» PASSAGE FOR REVIEW:

####################

Sustainability

“Sustainable Development is development that meets the needs of the present without compromising the ability of future generations to meet their own needs.” – UN: Brundtland Report.

We work with our clients to make sense of this definition from their business perspective. We believe that a proactive approach to sustainable development, rather than a reactive compliance based approach, allows your organization to reap the benefits of cost savings, increased productivity and efficiency, strategic alignment throughout the organization and through this, long term sustainable competitive advantage.

True Sustainable Development and real value generation is not on the margin of what companies do but at the center. A successful integration of Sustainability into the core of your organization will allow for Economic Growth, Environmental Stewardship and Social Progress.

Together with our clients we look at these three key areas of strategic sustainability, their business specific interdependence as well as their strategic intersection points:

1) Financial Sustainability
Going green can be profitable – that is the conclusion of multiple studies that have looked at the financial outcomes of corporate efforts to improve their environmental impacts. By reducing emissions, packaging materials, and waste, Walmart, Unilever, Nike and many other companies have been able to reduce their costs and improve their environmental impact.

Enhanced Corporate Responsibility has also proven to improve brand value through strengthening the corporate image, creating stronger customer loyalty, and lowering the cost of finance. Investment in sustainability adds to your strategic position in the market.

####################

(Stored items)

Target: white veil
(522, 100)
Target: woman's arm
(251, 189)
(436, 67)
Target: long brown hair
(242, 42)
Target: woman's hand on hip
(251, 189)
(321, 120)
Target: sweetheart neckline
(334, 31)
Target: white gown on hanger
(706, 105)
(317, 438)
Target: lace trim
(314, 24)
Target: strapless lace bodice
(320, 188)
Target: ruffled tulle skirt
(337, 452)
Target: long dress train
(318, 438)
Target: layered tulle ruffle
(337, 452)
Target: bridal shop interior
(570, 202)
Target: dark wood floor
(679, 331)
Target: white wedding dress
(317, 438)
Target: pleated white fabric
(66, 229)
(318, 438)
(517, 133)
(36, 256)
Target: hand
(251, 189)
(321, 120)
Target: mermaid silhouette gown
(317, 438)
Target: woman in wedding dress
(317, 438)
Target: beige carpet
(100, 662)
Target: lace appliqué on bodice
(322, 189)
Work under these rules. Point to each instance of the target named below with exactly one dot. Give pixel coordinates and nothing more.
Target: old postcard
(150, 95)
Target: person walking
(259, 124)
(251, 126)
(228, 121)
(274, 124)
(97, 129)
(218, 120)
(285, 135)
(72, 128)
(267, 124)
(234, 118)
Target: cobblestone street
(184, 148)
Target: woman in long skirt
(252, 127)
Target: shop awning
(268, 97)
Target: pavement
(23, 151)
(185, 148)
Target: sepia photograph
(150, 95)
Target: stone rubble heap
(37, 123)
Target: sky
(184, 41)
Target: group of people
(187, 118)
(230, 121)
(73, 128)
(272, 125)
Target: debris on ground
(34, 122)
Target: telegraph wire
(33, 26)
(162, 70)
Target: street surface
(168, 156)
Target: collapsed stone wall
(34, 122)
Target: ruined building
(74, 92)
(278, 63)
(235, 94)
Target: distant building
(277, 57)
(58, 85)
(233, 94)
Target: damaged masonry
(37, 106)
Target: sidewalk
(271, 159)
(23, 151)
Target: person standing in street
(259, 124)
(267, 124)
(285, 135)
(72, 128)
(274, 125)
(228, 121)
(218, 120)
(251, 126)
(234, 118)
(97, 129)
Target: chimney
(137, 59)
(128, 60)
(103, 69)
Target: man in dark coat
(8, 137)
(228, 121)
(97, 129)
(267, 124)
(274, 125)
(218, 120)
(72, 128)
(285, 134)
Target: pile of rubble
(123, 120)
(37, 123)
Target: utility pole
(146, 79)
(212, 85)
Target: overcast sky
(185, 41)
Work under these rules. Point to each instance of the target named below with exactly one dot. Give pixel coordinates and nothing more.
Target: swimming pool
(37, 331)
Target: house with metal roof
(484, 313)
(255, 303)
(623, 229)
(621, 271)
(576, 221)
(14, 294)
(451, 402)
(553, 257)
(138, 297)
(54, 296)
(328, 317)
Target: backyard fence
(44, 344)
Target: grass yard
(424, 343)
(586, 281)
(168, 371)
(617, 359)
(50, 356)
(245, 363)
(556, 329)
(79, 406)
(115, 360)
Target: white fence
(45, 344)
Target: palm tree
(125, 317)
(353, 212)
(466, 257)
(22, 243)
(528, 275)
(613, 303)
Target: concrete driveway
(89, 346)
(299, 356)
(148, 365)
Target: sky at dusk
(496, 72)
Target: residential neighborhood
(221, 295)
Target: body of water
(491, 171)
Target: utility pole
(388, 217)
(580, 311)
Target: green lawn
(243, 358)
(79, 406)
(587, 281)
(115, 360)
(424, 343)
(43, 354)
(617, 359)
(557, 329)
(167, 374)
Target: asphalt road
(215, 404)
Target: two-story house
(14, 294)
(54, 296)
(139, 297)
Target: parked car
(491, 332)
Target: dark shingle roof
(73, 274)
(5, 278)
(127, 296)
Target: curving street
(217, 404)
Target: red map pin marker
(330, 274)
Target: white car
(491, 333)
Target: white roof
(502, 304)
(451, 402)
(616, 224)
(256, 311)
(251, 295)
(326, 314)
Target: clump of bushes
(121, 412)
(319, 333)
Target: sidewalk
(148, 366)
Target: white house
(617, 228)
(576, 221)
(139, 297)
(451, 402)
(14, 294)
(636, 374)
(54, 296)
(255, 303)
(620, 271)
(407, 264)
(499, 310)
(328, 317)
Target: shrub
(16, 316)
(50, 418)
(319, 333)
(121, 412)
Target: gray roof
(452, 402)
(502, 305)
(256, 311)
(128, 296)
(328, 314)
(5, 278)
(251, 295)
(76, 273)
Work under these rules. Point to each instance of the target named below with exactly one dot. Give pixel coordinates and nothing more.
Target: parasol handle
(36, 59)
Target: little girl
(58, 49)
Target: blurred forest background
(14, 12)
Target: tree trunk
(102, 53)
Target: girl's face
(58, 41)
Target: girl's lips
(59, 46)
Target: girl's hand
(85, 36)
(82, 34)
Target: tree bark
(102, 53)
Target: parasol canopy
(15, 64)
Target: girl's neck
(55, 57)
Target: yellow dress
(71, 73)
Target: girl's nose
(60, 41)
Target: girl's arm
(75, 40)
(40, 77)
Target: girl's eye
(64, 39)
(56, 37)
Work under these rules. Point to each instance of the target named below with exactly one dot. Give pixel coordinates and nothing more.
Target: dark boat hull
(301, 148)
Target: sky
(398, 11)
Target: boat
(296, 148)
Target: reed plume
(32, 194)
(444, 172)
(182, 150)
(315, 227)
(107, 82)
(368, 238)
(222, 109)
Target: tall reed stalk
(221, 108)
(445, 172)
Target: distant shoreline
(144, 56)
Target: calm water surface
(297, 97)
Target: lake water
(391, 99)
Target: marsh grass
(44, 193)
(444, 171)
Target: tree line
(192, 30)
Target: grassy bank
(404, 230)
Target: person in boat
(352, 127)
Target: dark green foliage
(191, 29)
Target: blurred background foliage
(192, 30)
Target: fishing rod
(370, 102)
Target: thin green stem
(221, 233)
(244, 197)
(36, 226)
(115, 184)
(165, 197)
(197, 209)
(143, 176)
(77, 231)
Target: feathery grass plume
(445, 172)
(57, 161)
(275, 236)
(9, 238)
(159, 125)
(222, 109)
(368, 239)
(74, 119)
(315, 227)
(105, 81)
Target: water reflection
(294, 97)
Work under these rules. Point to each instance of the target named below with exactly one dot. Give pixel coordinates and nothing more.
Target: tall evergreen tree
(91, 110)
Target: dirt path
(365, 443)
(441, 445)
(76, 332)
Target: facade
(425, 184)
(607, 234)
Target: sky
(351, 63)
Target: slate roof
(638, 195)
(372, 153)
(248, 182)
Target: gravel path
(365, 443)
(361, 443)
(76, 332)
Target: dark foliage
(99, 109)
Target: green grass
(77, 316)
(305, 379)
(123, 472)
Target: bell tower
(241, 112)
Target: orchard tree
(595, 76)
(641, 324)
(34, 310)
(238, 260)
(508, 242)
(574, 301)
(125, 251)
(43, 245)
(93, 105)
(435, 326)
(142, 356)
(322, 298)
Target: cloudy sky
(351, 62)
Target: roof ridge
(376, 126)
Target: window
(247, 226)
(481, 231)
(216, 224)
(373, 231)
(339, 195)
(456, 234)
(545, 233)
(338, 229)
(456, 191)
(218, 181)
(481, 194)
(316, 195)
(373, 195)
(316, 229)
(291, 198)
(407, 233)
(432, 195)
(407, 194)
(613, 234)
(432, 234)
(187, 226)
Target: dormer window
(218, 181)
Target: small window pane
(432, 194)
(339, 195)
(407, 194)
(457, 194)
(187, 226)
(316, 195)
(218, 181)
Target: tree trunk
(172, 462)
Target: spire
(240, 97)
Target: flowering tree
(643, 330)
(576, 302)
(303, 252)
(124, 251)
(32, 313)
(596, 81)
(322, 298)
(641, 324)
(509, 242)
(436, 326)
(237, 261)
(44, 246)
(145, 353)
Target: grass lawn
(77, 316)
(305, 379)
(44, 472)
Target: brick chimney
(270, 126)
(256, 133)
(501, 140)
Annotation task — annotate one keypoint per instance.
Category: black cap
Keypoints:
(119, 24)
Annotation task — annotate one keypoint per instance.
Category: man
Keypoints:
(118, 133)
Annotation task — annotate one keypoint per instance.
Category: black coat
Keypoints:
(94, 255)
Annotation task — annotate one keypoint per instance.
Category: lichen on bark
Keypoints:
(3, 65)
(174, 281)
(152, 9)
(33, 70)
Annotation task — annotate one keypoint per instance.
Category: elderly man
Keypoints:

####################

» TASK OBJECTIVE: Rewrite the paragraph of the sustainability page that begins "Going green can be profitable" as a short list that keeps its main facts.

» SOLUTION BELOW:
- Multiple studies of the financial outcomes of corporate efforts to improve environmental impacts conclude that going green can be profitable.
- Walmart, Unilever, Nike and many other companies have reduced emissions, packaging materials and waste.
- These reductions have lowered their costs and improved their environmental impact.